#### WORK TO DO:
Gather every line in the rows below that contains the string "small". Case matters.

## START

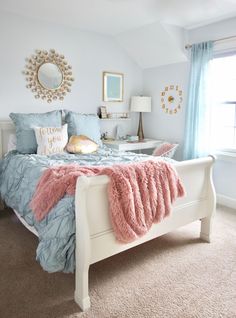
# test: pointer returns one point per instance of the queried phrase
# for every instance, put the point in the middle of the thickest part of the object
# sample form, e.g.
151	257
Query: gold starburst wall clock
171	99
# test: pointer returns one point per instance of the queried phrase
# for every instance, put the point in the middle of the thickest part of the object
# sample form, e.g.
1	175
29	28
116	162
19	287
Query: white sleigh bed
95	239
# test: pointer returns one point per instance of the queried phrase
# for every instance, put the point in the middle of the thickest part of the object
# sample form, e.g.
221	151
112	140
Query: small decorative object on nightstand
140	104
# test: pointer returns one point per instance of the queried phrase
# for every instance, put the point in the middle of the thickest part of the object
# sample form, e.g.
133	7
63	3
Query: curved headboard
6	129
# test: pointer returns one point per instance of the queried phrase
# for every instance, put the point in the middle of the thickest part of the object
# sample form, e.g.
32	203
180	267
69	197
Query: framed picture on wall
113	87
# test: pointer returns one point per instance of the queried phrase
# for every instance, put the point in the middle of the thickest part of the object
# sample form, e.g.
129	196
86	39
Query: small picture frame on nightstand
103	112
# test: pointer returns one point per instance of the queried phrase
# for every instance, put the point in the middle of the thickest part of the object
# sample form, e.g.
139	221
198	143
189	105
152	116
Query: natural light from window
223	99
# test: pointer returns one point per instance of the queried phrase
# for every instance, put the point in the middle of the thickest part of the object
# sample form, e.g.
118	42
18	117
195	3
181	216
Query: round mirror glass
50	76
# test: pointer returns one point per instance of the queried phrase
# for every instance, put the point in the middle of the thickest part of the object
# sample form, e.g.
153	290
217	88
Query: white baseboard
226	201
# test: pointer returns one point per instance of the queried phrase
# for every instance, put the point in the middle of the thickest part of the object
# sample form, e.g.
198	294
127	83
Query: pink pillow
165	149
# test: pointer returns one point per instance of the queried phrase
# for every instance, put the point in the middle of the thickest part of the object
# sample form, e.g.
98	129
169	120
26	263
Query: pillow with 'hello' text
25	124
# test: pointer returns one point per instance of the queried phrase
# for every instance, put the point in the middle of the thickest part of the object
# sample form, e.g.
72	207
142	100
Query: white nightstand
123	145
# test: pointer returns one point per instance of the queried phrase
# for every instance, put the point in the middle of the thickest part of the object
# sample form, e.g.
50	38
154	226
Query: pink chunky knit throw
139	194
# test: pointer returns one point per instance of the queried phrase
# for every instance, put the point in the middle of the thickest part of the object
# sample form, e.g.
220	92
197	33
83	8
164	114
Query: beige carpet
176	275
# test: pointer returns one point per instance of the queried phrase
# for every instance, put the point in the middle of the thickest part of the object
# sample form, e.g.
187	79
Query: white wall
158	124
89	54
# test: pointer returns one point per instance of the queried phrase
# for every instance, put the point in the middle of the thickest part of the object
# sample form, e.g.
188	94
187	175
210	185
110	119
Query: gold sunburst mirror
48	75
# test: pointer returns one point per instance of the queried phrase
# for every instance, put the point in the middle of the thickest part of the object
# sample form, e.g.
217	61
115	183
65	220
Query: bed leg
206	229
82	247
2	205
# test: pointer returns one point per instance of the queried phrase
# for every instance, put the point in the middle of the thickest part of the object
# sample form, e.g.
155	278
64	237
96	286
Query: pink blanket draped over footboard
139	194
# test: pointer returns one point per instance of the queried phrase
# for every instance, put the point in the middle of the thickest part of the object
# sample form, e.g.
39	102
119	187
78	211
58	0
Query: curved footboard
95	239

## END

#### ANSWER TO THE EXERCISE:
Query: small decorative object on nightstand
Query: small picture frame on nightstand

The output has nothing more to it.